╭─ INFORMATION SUPPLIED

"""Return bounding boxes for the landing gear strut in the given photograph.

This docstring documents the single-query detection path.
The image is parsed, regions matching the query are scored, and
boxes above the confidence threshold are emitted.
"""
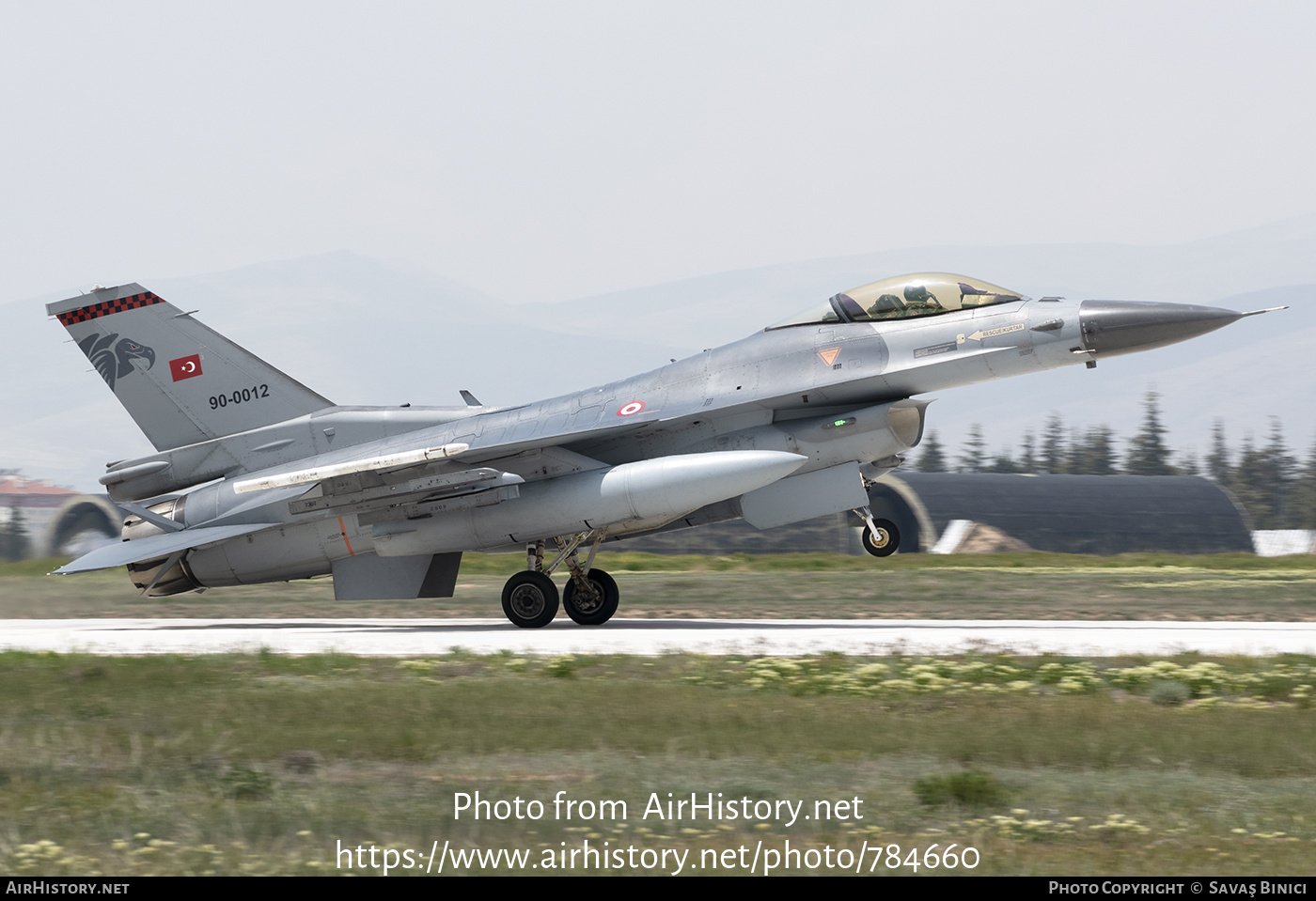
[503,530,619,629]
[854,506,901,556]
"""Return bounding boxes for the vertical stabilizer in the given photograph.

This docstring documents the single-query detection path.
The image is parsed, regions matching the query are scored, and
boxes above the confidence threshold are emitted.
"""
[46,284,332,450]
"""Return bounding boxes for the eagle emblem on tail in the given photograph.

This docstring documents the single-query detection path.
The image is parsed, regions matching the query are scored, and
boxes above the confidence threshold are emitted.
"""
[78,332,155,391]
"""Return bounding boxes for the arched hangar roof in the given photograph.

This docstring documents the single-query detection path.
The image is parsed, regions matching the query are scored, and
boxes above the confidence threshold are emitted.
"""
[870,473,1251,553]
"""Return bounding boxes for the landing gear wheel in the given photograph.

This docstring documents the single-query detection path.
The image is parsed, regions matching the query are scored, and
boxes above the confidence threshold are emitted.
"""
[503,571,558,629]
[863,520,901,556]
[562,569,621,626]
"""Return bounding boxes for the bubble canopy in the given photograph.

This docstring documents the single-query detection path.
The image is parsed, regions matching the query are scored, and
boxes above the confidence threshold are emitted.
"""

╰─

- **REQUEST**
Write out every line of the items above again, requests included, and shift each bounding box coordinate in the answers up by 31. Omit the pictures.

- **EXERCISE RESPONSE**
"""Return bounding boxes for the landing gear strut in the given photograph.

This docstring documents the single-query detection path.
The image is parsed, regions matching the query are scored, and
boxes above the confidence threshold are emitted.
"""
[534,561,650,660]
[885,537,932,587]
"""Return bounding boxes for the vertical stabilizer in the given photograph.

This docstring documents the single-query detection path.
The image is parsed, regions matching the query are scored, and
boxes above the confidence threshold are emitted.
"""
[77,315,363,481]
"""Return bounding boxes for the eagle emblem on tail in the given photograph.

This docstring documents the single-query detection path.
The image is parsed, regions matching the query are scored, and
boxes above the confidence threshold are emitted.
"""
[109,363,186,422]
"""Return bounding boxes for the arched hangar roof in the given photograph.

This docstring documents the single-query detection path.
The image is parsed, regions matching the query are scored, and
boxes above the confidence threshold are emitted.
"""
[901,504,1282,584]
"""Return bounding boxes for the landing gear wheel in the given photograph.

This docstring documents the single-query detection path.
The image is parsed, regions matching the query are scored, and
boxes above the confidence threshold are emitted.
"""
[534,602,589,660]
[894,551,932,587]
[593,600,652,657]
"""Return bounding boxes for the bubble canopy in the given photograph.

This docstring documents the single-query detection path.
The image is parsed, regions matching the query are scored, and
boxes above the confidence threshold are emitted.
"""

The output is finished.